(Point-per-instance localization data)

══════════

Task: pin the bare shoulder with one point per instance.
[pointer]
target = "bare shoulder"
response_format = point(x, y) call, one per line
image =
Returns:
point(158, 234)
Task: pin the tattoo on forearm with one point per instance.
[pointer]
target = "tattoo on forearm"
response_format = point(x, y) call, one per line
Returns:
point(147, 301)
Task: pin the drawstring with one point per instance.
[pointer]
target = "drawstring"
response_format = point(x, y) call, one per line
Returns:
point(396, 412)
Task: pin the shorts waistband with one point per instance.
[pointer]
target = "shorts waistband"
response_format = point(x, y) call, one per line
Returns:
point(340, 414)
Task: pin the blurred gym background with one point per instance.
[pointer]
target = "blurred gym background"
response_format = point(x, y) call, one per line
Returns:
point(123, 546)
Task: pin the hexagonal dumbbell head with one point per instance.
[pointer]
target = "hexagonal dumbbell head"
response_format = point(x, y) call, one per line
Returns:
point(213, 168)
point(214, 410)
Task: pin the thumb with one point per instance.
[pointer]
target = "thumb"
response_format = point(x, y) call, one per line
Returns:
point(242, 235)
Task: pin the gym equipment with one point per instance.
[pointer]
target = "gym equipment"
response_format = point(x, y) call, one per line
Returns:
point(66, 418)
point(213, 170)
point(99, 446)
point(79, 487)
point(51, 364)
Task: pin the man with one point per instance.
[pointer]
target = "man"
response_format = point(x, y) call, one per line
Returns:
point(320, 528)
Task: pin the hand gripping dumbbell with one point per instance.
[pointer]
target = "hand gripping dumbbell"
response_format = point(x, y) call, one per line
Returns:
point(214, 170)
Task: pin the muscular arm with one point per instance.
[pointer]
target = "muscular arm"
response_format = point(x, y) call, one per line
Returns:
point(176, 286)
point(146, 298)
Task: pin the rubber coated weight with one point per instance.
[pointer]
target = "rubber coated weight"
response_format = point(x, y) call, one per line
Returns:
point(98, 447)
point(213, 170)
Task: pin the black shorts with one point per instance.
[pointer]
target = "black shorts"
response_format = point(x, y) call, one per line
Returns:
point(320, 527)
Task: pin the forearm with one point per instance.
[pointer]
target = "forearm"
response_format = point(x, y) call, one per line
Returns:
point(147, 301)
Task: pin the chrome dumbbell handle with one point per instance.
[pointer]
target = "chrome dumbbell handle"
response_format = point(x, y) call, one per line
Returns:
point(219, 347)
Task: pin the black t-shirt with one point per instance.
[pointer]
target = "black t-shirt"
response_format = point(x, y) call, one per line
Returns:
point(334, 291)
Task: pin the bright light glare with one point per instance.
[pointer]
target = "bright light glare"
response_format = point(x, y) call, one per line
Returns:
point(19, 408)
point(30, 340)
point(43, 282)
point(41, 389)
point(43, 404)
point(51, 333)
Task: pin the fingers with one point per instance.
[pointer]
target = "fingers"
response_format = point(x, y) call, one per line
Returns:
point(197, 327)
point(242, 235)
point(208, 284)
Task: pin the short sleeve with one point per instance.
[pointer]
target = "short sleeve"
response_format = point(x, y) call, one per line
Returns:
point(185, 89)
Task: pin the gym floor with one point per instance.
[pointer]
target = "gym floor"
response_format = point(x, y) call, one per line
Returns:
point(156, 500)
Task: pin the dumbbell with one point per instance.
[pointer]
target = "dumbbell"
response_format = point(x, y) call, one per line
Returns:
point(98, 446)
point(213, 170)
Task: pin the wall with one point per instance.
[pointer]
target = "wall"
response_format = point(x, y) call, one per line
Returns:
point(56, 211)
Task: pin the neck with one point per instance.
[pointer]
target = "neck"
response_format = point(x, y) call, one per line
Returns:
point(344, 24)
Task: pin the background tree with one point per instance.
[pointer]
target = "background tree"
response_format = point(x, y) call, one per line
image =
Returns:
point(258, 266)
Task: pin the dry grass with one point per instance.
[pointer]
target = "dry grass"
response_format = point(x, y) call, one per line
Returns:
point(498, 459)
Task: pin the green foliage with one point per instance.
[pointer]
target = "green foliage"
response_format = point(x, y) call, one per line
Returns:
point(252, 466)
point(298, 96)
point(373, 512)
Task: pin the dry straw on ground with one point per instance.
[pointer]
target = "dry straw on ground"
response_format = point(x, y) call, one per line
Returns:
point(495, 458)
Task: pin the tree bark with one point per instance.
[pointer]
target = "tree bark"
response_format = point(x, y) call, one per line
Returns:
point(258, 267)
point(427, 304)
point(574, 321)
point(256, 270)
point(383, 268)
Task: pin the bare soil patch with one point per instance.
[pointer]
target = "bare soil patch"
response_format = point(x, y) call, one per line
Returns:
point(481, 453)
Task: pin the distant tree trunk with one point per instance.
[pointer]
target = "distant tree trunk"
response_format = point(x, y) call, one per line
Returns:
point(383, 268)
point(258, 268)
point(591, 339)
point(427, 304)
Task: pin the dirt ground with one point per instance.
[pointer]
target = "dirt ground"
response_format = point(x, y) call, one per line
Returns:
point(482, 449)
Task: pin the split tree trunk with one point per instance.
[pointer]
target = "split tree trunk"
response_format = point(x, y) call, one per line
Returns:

══════════

WORK REQUEST:
Output an exact copy of each record.

RESPONSE AREA:
Task: pin the bare shoulder with one point per instance.
[pointer]
target = "bare shoulder"
response_format = point(x, y) call, one per line
image =
Returns:
point(158, 234)
Task: pin the tattoo on forearm with one point per instance.
[pointer]
target = "tattoo on forearm"
response_format = point(x, y) call, one per line
Returns:
point(147, 301)
Task: pin the drawstring with one point per instance.
[pointer]
target = "drawstring"
response_format = point(x, y) call, one per line
Returns:
point(396, 412)
Task: pin the shorts waistband with one point per instance.
[pointer]
target = "shorts waistband"
response_format = point(x, y) call, one per line
Returns:
point(340, 414)
Task: pin the blurred gym background with one point per instance.
[pointer]
target = "blurred gym background"
response_format = point(x, y) call, one per line
Returns:
point(123, 546)
Task: pin the hexagonal dumbbell head with one point per instance.
[pointer]
target = "hexagonal dumbbell head"
response_format = point(x, y) call, one per line
Returns:
point(213, 168)
point(214, 410)
Task: pin the thumb with one point per instance.
[pointer]
target = "thumb"
response_format = point(x, y) call, one per line
Returns:
point(242, 235)
Task: pin the gym equipment with one point per instance.
[pointer]
target = "gym equipment"
response_format = point(x, y) call, one per line
Returns:
point(66, 418)
point(213, 170)
point(99, 446)
point(79, 487)
point(51, 364)
Task: pin the man with one point per instance.
[pointer]
target = "man"
response_format = point(x, y) call, one per line
Returns:
point(320, 528)
Task: pin the hand gripping dumbbell with one point per instance.
[pointer]
target = "hand gripping dumbbell"
response_format = point(x, y) call, one per line
Returns:
point(214, 170)
Task: pin the muscular arm with one point per instance.
[pointer]
target = "muscular arm"
response_format = point(x, y) call, one per line
Returns:
point(176, 286)
point(146, 298)
Task: pin the rubber coated weight with one point per instance.
[pointer]
target = "rubber coated weight"
response_format = point(x, y) call, one per line
Returns:
point(98, 447)
point(213, 170)
Task: pin the black shorts with one point per instance.
[pointer]
target = "black shorts"
response_format = point(x, y) call, one per line
Returns:
point(320, 527)
Task: pin the forearm with one point per instance.
[pointer]
target = "forearm"
response_format = point(x, y) call, one per line
Returns:
point(147, 301)
Task: pin the chrome dumbbell handle with one point per instance.
[pointer]
target = "chrome dumbbell handle"
response_format = point(x, y) call, one per line
Returns:
point(219, 347)
Task: pin the black t-shirt with one point per instance.
[pointer]
target = "black t-shirt"
response_format = point(x, y) call, one per line
Returns:
point(334, 291)
Task: pin the bright light glare with one point per instance.
[pointer]
target = "bright light glare"
response_format = point(x, y) call, one per line
Returns:
point(19, 408)
point(30, 340)
point(43, 282)
point(41, 389)
point(43, 404)
point(51, 333)
Task: pin the fingers with one point per instance.
[pointer]
target = "fingers"
response_format = point(x, y) call, one per line
Returns:
point(197, 327)
point(242, 235)
point(208, 284)
Task: pin the short sleeve with one point per instance.
[pointer]
target = "short sleeve"
response_format = point(x, y) call, one per line
Returns:
point(185, 89)
Task: pin the gym floor with one point per instance.
[pointer]
target = "gym floor"
response_format = point(x, y) call, one per line
Returns:
point(156, 500)
Task: pin the dumbbell with one point per instance.
[pointer]
target = "dumbbell"
response_format = point(x, y) call, one per line
Returns:
point(98, 446)
point(213, 170)
Task: pin the wall with one point per instance.
[pointer]
target = "wall"
response_format = point(x, y) call, one per line
Returns:
point(56, 211)
Task: pin the neck with one point per instance.
[pointer]
target = "neck"
response_format = point(x, y) call, one per line
Returns:
point(344, 24)
Task: pin the background tree with one point per instance.
[pointer]
target = "background tree"
response_format = point(x, y) call, one per line
image =
Returns:
point(258, 266)
Task: pin the dry grass with one point per instance.
[pointer]
target = "dry grass"
response_format = point(x, y) call, one per line
Returns:
point(498, 459)
Task: pin the green foliage with one point per instance.
[pointer]
target = "green foliage"
response_format = point(x, y) call, one per line
Returns:
point(252, 466)
point(298, 96)
point(373, 512)
Task: pin the dry straw on ground with one point per instance.
[pointer]
target = "dry straw on ground"
response_format = point(x, y) call, one per line
Returns:
point(495, 458)
Task: pin the tree bark with one point per instance.
[pointer]
target = "tree bark"
response_format = point(x, y) call, one per line
Returns:
point(258, 267)
point(427, 304)
point(574, 321)
point(256, 270)
point(383, 268)
Task: pin the bare soil patch with one point per instance.
[pointer]
target = "bare soil patch"
response_format = point(x, y) call, one per line
Returns:
point(481, 453)
Task: pin the distant tree trunk with one point per instance.
[pointer]
target = "distant tree trunk"
response_format = point(x, y) call, one per line
Returns:
point(383, 268)
point(258, 268)
point(591, 339)
point(427, 304)
Task: pin the dirt ground with one point per instance.
[pointer]
target = "dirt ground"
response_format = point(x, y) call, one per line
Returns:
point(482, 449)
Task: pin the split tree trunk with one point per instance.
[pointer]
target = "split tree trunk"
response_format = point(x, y) call, one per line
Returns:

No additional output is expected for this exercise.